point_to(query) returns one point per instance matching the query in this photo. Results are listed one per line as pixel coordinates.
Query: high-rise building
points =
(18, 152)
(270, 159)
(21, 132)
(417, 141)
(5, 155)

* * * * * * *

## Instruction
Rewrite the listing above in full, substituting "skyscraper" for "high-rise building" and changing nothing else.

## Solution to this task
point_to(query) returns one point per instance matching the query in this photo. Results are listed one per line as pixel coordinates.
Query: skyscraper
points =
(18, 152)
(270, 159)
(21, 132)
(417, 141)
(5, 155)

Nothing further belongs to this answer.